* DATA UNDER STUDY
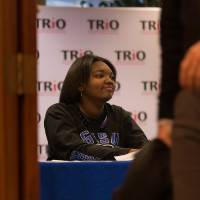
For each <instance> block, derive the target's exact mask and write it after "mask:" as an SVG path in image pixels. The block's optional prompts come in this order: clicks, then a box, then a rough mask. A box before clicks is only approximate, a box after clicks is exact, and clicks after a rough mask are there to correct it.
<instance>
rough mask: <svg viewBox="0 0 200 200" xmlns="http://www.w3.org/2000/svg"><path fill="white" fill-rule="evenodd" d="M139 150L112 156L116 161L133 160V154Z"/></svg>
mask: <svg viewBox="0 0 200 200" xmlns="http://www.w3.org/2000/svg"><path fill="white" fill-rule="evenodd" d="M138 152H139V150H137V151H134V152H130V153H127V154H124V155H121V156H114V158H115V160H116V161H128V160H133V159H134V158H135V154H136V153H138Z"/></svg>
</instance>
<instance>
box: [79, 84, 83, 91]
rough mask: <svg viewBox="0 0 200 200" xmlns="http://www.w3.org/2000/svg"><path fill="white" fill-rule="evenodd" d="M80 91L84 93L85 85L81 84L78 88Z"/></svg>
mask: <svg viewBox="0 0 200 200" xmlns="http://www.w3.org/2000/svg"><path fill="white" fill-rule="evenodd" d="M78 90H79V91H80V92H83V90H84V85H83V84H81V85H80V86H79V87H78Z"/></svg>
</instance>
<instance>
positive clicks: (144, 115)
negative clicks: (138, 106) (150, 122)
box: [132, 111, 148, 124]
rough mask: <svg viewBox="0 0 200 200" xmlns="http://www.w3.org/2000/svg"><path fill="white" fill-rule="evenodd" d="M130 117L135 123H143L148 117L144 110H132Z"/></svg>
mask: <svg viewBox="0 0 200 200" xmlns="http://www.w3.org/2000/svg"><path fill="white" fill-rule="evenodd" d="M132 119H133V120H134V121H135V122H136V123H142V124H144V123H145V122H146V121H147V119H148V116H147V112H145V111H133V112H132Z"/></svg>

* INSTRUCTIONS TO FOLLOW
The answer consists of the line holding "150L112 156L116 161L133" and every line after it up to the end of the records, word for word.

* SOLVED EXERCISE
rough mask: <svg viewBox="0 0 200 200" xmlns="http://www.w3.org/2000/svg"><path fill="white" fill-rule="evenodd" d="M139 150L112 156L116 161L133 160V154Z"/></svg>
mask: <svg viewBox="0 0 200 200" xmlns="http://www.w3.org/2000/svg"><path fill="white" fill-rule="evenodd" d="M138 152H139V150H137V151H134V152H130V153H127V154H124V155H121V156H114V158H115V160H116V161H128V160H133V159H134V158H135V154H136V153H138Z"/></svg>
</instance>
<instance>
box: [79, 84, 83, 91]
rough mask: <svg viewBox="0 0 200 200" xmlns="http://www.w3.org/2000/svg"><path fill="white" fill-rule="evenodd" d="M80 91L84 93L85 85L81 84L78 88Z"/></svg>
mask: <svg viewBox="0 0 200 200" xmlns="http://www.w3.org/2000/svg"><path fill="white" fill-rule="evenodd" d="M78 90H79V91H80V92H83V90H84V85H83V84H81V85H80V86H79V87H78Z"/></svg>
</instance>
<instance>
positive clicks: (144, 115)
negative clicks: (138, 106) (150, 122)
box: [132, 111, 148, 124]
rough mask: <svg viewBox="0 0 200 200" xmlns="http://www.w3.org/2000/svg"><path fill="white" fill-rule="evenodd" d="M130 117L135 123H143L148 117L144 110H132Z"/></svg>
mask: <svg viewBox="0 0 200 200" xmlns="http://www.w3.org/2000/svg"><path fill="white" fill-rule="evenodd" d="M132 119H133V120H134V121H135V122H136V123H142V124H144V123H145V122H146V121H147V119H148V116H147V112H145V111H133V112H132Z"/></svg>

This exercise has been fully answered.